→ **YOUR INSTRUCTIONS**: For the records that follow, please set down exactly the lines between the one holding "drawn like (434,134)." and the one holding "drawn like (409,217).", inclusive, and only those.

→ **Dataset records**:

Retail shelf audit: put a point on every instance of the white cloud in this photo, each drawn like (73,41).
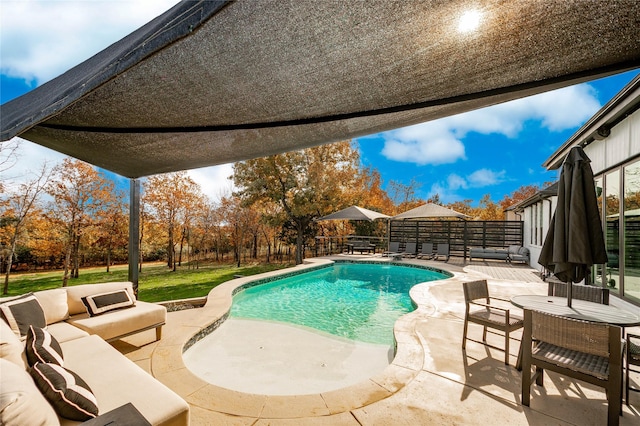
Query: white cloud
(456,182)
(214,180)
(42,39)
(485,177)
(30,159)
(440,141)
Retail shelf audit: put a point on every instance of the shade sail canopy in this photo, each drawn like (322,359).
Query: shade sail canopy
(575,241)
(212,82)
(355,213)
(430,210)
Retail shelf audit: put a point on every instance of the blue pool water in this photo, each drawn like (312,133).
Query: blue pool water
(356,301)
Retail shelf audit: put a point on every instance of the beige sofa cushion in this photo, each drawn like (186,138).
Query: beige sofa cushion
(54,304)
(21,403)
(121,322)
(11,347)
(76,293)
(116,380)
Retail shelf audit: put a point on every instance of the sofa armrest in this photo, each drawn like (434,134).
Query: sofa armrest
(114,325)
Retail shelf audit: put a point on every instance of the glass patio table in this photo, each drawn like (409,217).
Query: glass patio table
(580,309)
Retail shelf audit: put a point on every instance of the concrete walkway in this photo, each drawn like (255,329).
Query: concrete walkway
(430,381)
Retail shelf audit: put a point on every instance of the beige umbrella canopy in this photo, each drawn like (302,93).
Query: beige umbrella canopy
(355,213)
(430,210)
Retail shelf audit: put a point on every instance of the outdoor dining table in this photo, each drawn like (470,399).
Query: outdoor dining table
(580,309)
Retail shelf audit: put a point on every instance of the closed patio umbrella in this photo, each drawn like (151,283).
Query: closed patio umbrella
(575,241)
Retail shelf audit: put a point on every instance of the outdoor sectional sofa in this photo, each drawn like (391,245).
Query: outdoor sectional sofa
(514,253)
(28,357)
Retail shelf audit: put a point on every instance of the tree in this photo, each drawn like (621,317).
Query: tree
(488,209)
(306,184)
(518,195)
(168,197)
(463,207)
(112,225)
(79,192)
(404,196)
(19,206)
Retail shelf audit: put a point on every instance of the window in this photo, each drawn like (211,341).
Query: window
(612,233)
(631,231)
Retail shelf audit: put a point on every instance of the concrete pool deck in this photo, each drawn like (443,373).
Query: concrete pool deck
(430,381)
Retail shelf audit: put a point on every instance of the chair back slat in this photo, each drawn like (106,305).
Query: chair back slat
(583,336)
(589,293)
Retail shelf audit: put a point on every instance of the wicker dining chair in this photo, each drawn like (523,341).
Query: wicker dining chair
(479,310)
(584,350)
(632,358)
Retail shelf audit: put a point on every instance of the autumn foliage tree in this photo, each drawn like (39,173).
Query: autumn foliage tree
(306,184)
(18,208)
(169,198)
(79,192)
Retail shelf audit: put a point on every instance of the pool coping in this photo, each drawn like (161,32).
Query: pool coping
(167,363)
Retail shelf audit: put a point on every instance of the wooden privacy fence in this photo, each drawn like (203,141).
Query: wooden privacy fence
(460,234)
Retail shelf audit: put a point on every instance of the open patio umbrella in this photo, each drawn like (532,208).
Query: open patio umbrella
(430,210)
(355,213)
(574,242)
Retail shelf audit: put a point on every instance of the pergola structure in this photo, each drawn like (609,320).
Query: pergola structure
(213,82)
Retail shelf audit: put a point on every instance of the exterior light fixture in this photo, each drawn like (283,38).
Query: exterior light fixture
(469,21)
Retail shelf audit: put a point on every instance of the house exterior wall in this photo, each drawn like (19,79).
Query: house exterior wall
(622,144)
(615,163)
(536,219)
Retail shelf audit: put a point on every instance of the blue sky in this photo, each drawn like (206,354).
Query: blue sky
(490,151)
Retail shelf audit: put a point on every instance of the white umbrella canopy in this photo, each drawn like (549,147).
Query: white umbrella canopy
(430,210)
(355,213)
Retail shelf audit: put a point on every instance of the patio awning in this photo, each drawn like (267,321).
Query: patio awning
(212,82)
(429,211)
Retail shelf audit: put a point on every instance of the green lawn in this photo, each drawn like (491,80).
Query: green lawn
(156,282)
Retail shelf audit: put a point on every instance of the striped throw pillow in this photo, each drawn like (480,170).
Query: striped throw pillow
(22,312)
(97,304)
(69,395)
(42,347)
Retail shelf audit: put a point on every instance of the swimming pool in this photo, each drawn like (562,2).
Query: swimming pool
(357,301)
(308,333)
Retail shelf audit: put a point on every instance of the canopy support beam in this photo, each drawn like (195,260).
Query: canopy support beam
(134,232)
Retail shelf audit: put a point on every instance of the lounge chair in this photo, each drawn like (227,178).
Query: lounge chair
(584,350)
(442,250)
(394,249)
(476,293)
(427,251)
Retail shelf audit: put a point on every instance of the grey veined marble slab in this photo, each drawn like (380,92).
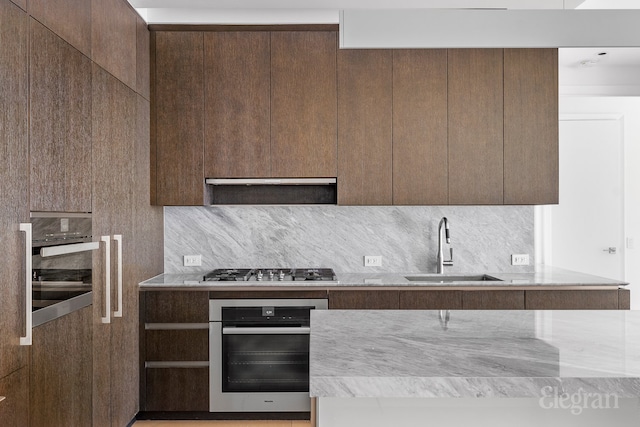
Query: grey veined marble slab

→ **TASK SOLUTION**:
Retail shelf audit: put a point on every instance of the sofa armrest in this photo, each drawn like (434,134).
Query: sofa armrest
(114,325)
Retail shelf audit: put a point on every instance of the glass patio table in this photo, each drawn like (409,217).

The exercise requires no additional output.